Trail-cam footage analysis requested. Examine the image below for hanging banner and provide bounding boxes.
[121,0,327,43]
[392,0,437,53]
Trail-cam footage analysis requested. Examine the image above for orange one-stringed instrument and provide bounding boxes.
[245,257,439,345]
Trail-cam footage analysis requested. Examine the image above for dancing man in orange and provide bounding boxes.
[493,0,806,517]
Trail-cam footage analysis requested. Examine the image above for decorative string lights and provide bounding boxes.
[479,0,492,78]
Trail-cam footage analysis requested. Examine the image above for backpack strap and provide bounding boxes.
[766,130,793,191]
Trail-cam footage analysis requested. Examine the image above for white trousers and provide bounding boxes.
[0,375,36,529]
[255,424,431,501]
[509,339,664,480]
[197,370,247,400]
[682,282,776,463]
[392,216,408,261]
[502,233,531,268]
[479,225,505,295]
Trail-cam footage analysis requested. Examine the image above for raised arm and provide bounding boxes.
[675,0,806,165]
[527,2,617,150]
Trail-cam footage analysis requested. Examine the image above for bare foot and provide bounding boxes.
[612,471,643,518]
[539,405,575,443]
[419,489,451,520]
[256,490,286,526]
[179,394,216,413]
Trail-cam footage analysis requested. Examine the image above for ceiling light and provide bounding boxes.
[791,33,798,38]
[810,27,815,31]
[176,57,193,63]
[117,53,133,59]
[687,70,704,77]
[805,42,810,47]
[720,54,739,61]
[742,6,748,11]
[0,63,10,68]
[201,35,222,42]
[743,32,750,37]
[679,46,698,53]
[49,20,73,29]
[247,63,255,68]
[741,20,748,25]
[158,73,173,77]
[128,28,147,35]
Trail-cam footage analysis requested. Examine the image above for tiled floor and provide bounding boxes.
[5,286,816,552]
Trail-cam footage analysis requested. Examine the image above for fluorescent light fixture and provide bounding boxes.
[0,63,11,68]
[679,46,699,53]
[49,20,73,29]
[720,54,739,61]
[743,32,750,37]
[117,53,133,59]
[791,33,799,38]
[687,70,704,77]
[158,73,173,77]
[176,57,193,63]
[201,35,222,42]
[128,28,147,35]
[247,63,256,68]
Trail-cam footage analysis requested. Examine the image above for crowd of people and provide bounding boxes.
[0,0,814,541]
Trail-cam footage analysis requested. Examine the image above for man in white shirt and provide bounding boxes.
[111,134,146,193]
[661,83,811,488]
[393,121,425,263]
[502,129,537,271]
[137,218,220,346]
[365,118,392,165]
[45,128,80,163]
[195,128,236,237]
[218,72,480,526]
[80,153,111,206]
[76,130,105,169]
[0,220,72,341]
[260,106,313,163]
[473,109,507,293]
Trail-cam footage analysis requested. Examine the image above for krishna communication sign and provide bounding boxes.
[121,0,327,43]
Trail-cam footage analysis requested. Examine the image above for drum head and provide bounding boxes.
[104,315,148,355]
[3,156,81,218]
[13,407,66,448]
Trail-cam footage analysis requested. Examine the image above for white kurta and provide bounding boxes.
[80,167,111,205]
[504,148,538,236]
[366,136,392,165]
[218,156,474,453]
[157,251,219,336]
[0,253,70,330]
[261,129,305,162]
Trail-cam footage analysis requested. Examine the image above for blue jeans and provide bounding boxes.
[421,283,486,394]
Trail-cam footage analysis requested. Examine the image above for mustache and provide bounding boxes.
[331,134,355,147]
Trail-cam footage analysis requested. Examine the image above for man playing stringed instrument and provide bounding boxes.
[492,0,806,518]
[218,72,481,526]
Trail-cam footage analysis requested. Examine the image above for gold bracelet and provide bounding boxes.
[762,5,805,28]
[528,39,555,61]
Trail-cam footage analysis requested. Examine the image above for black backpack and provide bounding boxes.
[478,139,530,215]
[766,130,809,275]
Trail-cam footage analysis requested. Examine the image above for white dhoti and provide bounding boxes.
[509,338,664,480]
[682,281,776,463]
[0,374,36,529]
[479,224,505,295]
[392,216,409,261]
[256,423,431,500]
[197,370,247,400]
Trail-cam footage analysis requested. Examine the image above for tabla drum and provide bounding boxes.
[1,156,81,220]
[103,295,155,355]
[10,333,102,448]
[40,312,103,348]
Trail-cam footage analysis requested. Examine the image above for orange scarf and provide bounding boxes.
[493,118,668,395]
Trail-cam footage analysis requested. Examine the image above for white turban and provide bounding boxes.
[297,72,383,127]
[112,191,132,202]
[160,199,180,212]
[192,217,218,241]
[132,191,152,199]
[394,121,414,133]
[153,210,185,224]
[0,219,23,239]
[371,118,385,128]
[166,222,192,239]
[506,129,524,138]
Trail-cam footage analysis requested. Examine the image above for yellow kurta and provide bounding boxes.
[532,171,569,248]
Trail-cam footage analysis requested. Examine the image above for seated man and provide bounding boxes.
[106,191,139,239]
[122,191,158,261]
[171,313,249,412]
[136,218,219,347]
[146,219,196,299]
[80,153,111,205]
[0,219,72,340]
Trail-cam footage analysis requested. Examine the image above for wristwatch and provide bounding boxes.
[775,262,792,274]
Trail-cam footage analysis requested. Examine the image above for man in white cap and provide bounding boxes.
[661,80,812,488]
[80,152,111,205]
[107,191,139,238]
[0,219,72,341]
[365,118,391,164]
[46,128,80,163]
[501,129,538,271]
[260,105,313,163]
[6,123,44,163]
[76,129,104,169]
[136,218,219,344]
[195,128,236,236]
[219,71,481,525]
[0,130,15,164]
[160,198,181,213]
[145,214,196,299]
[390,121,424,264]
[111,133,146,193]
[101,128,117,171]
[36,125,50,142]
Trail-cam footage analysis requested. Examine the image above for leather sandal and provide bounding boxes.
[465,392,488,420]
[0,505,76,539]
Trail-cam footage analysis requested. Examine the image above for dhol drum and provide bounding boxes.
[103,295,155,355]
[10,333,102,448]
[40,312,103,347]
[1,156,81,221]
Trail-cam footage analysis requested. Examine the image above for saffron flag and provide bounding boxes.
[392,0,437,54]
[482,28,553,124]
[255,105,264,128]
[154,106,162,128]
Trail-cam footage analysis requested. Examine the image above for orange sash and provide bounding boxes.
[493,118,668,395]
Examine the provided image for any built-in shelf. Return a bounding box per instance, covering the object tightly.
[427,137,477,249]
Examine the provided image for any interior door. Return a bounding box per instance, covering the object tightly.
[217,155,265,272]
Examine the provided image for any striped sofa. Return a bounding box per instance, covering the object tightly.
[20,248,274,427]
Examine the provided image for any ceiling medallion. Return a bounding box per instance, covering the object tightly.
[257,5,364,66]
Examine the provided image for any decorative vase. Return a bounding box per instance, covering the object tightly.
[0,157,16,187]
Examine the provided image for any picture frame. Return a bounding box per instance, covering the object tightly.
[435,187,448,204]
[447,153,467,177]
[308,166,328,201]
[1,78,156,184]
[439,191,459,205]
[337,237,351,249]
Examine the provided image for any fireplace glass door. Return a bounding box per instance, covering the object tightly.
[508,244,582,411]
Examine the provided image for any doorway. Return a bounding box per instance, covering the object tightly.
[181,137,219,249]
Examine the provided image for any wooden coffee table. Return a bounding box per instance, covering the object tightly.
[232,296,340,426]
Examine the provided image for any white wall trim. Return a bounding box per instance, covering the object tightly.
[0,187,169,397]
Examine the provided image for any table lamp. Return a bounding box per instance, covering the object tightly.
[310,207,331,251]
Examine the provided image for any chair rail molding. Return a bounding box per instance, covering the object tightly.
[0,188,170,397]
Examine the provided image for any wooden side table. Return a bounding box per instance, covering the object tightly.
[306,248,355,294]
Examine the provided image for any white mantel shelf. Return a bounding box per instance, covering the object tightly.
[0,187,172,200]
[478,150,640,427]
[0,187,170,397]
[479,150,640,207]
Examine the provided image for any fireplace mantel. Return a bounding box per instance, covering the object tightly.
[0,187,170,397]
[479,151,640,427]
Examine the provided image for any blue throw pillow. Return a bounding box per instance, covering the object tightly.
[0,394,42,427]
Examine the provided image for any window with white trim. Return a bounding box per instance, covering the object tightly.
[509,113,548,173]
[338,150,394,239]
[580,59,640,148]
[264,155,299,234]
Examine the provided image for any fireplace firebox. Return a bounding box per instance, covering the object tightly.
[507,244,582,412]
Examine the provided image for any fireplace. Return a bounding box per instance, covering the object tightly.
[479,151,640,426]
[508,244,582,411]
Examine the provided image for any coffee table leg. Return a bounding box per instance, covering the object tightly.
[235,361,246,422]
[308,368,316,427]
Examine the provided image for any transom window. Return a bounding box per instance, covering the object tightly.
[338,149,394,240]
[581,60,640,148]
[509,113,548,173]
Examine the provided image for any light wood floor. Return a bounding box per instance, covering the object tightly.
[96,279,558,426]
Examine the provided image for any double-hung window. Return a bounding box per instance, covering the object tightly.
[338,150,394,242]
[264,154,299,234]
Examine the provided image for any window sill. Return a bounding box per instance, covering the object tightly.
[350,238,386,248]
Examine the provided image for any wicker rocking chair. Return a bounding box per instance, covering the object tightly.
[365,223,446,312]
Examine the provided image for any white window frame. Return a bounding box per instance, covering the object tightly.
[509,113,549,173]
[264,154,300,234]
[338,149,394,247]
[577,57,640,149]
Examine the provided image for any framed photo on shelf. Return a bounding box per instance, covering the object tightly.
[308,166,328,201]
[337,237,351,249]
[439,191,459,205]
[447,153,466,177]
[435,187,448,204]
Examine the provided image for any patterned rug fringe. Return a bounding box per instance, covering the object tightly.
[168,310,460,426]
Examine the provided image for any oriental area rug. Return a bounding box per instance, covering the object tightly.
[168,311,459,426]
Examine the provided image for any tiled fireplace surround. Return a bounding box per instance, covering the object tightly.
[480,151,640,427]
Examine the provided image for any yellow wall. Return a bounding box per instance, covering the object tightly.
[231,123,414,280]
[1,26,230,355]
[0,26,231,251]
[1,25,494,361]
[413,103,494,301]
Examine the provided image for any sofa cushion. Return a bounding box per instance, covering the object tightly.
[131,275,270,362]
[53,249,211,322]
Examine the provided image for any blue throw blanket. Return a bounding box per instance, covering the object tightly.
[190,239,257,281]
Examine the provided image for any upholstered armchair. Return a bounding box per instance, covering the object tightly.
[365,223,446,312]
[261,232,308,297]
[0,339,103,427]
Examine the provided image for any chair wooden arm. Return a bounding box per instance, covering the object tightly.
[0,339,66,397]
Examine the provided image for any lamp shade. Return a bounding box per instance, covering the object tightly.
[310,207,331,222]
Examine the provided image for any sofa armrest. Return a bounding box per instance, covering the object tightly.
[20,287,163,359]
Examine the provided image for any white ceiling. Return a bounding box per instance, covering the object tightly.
_ _ _ _ _ _ _
**WORK INSTRUCTIONS**. Exactly the lines from the one with "Examine the provided image for any lamp" through the final line of the entries are to be returned, both ends included.

**SOLUTION FOR THIS TASK**.
Examine the provided image for any lamp shade. Return a bounding box per instance, covering the object tightly.
[310,207,331,222]
Examine the provided image for any sofa armrest. Return a bounding box per instance, covering the object tightly.
[20,287,163,359]
Examine the provided image for any white ceiling. Return a bounding box per instance, covering the object tightly.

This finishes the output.